┌──
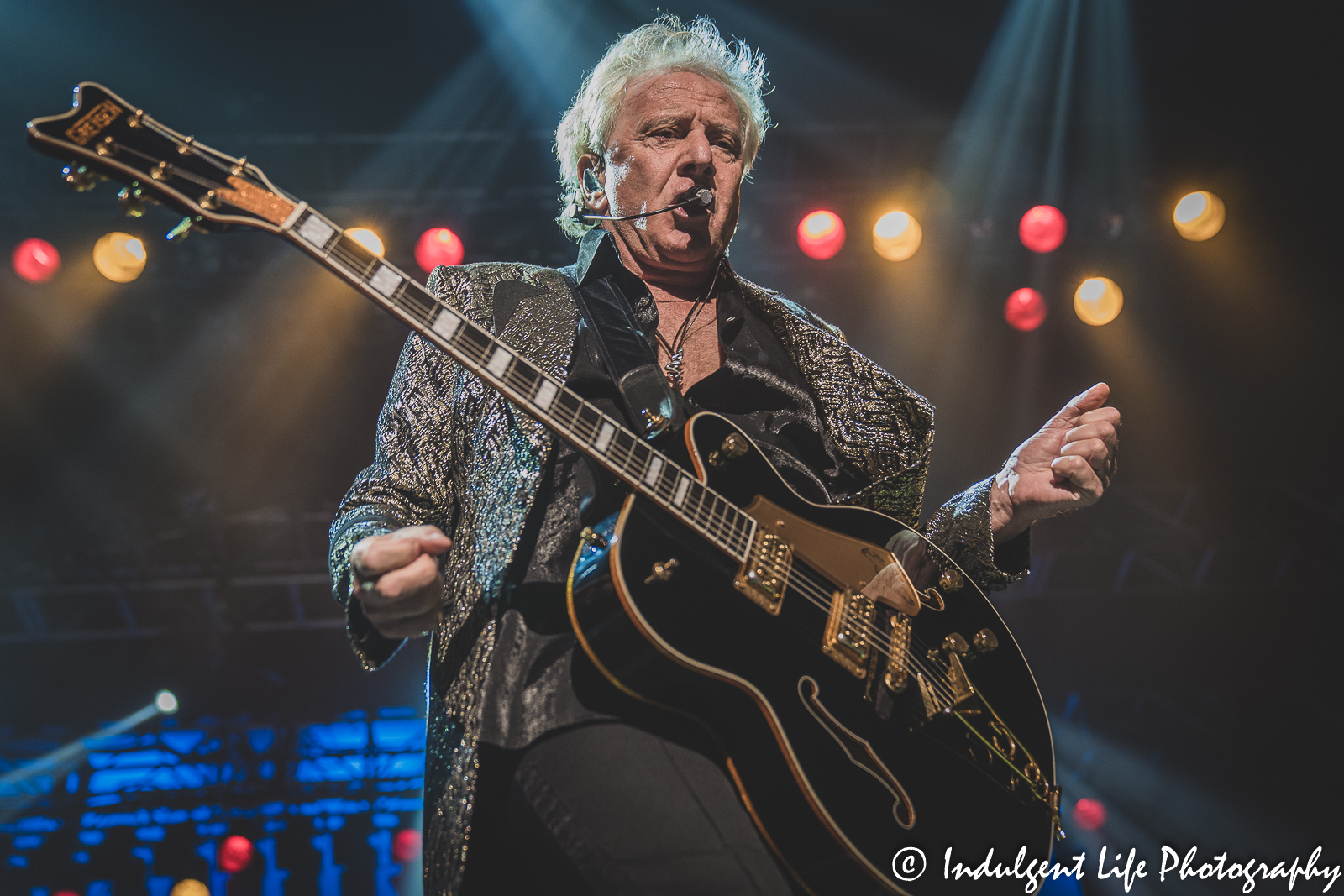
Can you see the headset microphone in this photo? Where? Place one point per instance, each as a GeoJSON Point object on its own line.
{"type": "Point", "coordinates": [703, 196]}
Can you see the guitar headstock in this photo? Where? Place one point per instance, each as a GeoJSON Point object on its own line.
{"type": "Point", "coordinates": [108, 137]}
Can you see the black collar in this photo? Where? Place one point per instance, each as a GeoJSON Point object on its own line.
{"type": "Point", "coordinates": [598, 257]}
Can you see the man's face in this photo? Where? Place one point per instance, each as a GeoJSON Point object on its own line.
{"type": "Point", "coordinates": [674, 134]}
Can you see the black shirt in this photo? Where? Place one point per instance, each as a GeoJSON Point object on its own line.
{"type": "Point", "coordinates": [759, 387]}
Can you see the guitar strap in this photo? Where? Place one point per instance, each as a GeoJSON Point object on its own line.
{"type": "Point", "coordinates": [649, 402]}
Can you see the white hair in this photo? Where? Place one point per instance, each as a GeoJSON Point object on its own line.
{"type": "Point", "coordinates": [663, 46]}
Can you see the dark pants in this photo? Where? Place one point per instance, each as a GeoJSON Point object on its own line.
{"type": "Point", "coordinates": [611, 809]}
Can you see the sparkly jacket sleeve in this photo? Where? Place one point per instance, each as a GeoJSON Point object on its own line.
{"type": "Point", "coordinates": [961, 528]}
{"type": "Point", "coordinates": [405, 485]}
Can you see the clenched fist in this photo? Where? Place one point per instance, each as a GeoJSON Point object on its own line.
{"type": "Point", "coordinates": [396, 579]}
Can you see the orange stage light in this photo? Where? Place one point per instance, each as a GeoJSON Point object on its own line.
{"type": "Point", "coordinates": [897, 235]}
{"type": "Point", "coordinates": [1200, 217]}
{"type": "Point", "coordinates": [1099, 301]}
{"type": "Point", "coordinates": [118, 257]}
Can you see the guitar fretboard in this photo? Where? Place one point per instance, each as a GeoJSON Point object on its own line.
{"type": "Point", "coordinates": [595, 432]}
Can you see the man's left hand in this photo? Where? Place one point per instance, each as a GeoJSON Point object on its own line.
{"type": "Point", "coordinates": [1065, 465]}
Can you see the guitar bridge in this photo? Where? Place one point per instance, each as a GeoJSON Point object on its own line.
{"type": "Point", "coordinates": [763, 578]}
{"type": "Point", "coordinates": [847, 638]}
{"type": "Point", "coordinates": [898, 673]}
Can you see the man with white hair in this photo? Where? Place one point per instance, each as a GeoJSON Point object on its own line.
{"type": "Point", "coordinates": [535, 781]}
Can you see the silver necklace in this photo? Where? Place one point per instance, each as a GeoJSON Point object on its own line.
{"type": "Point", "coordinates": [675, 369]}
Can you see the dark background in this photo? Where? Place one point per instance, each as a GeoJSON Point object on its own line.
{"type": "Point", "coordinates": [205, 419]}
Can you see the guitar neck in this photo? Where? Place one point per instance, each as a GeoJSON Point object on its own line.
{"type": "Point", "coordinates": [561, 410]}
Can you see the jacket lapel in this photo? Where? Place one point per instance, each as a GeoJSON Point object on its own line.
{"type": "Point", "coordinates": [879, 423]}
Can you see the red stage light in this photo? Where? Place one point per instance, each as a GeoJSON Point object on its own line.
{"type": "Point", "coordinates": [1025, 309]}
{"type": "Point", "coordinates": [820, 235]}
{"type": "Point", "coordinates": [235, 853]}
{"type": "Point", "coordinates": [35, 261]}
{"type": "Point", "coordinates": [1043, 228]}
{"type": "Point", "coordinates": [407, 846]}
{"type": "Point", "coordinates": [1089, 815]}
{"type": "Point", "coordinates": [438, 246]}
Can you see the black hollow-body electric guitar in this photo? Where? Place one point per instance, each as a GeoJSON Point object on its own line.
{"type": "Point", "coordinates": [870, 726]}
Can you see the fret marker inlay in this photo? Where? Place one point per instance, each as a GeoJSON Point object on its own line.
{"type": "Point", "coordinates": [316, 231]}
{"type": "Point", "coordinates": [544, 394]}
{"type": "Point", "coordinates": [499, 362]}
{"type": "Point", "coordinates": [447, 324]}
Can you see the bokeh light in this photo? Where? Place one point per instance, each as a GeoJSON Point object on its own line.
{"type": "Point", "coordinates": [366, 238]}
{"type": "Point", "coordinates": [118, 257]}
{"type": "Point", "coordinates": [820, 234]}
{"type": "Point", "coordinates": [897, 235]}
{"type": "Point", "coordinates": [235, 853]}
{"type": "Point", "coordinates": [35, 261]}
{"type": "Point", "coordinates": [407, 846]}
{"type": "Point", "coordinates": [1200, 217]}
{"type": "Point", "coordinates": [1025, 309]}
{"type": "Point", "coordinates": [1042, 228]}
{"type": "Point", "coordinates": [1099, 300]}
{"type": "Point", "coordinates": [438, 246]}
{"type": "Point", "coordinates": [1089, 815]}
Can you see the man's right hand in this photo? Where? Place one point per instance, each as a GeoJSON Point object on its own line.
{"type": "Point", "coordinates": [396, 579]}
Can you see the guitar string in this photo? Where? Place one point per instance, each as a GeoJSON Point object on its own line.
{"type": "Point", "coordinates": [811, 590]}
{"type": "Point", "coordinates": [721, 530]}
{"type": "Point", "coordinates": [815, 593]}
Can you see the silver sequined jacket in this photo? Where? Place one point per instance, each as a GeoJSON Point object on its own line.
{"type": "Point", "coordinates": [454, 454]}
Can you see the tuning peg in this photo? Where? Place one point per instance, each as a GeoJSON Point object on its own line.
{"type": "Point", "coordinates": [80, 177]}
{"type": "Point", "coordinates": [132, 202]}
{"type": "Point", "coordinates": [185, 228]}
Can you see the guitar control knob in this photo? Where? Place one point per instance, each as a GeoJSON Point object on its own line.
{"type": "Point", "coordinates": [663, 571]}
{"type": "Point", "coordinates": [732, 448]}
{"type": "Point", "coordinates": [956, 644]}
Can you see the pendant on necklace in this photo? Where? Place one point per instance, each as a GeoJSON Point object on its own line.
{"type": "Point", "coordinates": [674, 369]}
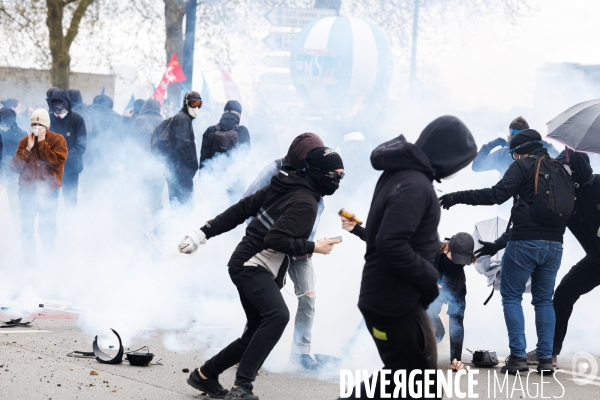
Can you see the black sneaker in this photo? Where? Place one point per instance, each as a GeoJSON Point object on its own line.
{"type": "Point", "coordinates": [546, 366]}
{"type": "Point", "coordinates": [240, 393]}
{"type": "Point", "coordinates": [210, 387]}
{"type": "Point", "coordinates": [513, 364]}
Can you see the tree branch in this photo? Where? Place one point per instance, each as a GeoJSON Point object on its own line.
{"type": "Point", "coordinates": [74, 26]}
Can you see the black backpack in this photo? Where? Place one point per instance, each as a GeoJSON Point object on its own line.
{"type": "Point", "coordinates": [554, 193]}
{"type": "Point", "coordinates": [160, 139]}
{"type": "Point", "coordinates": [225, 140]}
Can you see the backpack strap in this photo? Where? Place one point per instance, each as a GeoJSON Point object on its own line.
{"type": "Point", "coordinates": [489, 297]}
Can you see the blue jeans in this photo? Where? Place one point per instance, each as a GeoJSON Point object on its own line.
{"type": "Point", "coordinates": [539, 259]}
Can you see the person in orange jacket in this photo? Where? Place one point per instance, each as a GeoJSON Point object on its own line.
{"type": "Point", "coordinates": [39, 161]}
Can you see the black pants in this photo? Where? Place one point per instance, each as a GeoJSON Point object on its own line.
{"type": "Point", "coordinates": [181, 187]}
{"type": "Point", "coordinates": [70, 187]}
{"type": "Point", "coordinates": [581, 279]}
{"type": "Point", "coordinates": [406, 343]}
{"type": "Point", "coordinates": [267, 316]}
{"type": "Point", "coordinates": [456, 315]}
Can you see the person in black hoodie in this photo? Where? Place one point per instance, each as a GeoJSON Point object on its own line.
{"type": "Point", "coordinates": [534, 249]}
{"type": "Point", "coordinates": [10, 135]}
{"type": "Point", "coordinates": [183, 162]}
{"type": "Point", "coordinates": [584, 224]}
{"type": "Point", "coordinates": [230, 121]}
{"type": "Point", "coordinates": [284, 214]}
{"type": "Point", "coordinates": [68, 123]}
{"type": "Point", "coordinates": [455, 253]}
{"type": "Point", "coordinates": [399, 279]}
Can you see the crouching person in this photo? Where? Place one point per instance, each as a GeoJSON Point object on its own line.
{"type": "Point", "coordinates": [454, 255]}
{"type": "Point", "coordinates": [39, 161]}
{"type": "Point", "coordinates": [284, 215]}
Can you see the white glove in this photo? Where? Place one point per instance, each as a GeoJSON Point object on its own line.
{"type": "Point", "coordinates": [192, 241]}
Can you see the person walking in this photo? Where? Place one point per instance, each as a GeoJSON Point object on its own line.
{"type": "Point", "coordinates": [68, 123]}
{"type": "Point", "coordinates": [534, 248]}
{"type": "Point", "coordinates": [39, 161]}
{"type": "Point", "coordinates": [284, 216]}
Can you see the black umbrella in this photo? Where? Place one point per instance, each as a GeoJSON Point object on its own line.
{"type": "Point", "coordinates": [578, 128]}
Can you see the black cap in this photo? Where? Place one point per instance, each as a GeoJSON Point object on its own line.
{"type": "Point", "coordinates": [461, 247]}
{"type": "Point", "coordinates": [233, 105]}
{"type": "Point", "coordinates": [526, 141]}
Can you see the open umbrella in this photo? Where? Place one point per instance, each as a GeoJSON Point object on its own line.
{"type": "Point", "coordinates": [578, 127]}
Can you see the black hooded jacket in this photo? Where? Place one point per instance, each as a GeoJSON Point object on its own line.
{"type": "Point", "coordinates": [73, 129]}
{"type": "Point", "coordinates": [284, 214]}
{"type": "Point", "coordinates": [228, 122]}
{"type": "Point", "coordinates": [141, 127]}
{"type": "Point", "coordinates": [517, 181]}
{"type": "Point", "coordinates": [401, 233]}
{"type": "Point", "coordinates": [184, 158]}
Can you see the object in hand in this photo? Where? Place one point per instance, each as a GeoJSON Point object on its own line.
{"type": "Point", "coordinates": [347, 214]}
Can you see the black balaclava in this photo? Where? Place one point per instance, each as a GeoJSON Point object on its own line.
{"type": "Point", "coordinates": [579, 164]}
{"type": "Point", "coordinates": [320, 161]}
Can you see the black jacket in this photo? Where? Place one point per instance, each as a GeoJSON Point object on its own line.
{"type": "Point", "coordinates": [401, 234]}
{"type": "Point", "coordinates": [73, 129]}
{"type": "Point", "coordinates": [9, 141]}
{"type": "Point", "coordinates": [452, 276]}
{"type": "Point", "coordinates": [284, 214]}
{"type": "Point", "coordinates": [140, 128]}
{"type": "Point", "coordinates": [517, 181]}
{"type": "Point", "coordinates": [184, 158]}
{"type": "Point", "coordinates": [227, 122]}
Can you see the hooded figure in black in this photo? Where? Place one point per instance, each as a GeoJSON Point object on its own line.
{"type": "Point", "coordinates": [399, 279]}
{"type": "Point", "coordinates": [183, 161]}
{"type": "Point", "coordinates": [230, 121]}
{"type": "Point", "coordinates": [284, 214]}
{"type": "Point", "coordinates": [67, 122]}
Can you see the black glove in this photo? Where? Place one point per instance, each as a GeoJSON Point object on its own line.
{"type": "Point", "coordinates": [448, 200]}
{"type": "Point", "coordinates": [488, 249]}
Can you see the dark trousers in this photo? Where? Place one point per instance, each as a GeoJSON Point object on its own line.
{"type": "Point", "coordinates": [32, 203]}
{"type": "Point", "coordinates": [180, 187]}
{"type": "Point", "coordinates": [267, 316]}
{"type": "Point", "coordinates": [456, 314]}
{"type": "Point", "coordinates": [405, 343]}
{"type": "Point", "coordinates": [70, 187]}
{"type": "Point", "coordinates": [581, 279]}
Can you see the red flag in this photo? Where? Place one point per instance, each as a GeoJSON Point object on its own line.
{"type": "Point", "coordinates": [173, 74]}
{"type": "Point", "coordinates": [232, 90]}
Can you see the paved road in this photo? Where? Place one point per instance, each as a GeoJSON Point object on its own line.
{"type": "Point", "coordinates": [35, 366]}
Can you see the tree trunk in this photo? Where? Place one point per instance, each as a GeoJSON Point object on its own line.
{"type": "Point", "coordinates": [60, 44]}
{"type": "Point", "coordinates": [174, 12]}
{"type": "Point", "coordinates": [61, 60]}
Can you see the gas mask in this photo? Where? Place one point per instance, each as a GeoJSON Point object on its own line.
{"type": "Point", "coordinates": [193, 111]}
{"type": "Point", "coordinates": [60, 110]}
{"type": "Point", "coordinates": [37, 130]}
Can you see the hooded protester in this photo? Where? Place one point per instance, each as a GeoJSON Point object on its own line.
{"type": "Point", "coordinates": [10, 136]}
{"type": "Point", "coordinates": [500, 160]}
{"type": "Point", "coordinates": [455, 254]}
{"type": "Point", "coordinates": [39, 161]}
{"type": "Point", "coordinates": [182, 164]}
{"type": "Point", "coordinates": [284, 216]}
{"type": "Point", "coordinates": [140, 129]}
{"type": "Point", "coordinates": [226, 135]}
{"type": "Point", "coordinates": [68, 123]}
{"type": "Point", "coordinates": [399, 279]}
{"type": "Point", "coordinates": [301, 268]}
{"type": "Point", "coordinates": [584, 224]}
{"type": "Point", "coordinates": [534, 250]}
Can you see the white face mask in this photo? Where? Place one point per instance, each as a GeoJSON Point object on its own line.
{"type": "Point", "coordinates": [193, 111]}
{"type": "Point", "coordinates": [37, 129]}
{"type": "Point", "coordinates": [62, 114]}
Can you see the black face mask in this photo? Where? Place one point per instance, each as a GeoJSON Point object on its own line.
└──
From the line containing "Can you see the tree trunk" to the last line of the material, please quote every line exactly and only those.

Can you see the tree trunk in this photo? Where? Place one point per instance, each as a GeoJSON Point object on its own line.
{"type": "Point", "coordinates": [60, 44]}
{"type": "Point", "coordinates": [174, 12]}
{"type": "Point", "coordinates": [61, 60]}
Can you see the gas mask in this photo? Where? Place one point per instance, each as a GeoJSON Point object on its own line.
{"type": "Point", "coordinates": [193, 111]}
{"type": "Point", "coordinates": [60, 110]}
{"type": "Point", "coordinates": [37, 130]}
Can you see the hooded protester in this photo? Where? Place one point per instance, each as a GeoJSON Point object on its own line.
{"type": "Point", "coordinates": [10, 136]}
{"type": "Point", "coordinates": [500, 160]}
{"type": "Point", "coordinates": [455, 254]}
{"type": "Point", "coordinates": [39, 161]}
{"type": "Point", "coordinates": [182, 164]}
{"type": "Point", "coordinates": [284, 216]}
{"type": "Point", "coordinates": [140, 129]}
{"type": "Point", "coordinates": [226, 135]}
{"type": "Point", "coordinates": [68, 123]}
{"type": "Point", "coordinates": [399, 279]}
{"type": "Point", "coordinates": [301, 268]}
{"type": "Point", "coordinates": [584, 224]}
{"type": "Point", "coordinates": [534, 250]}
Can you see the white face mask in this photo? Where? Place one point per instance, each as a GeoJSON Point object on its own line.
{"type": "Point", "coordinates": [193, 111]}
{"type": "Point", "coordinates": [37, 129]}
{"type": "Point", "coordinates": [62, 114]}
Can you see the black face mask in this photo? Where? Place one point per instance, each as a GeoJSON Point object on its own line.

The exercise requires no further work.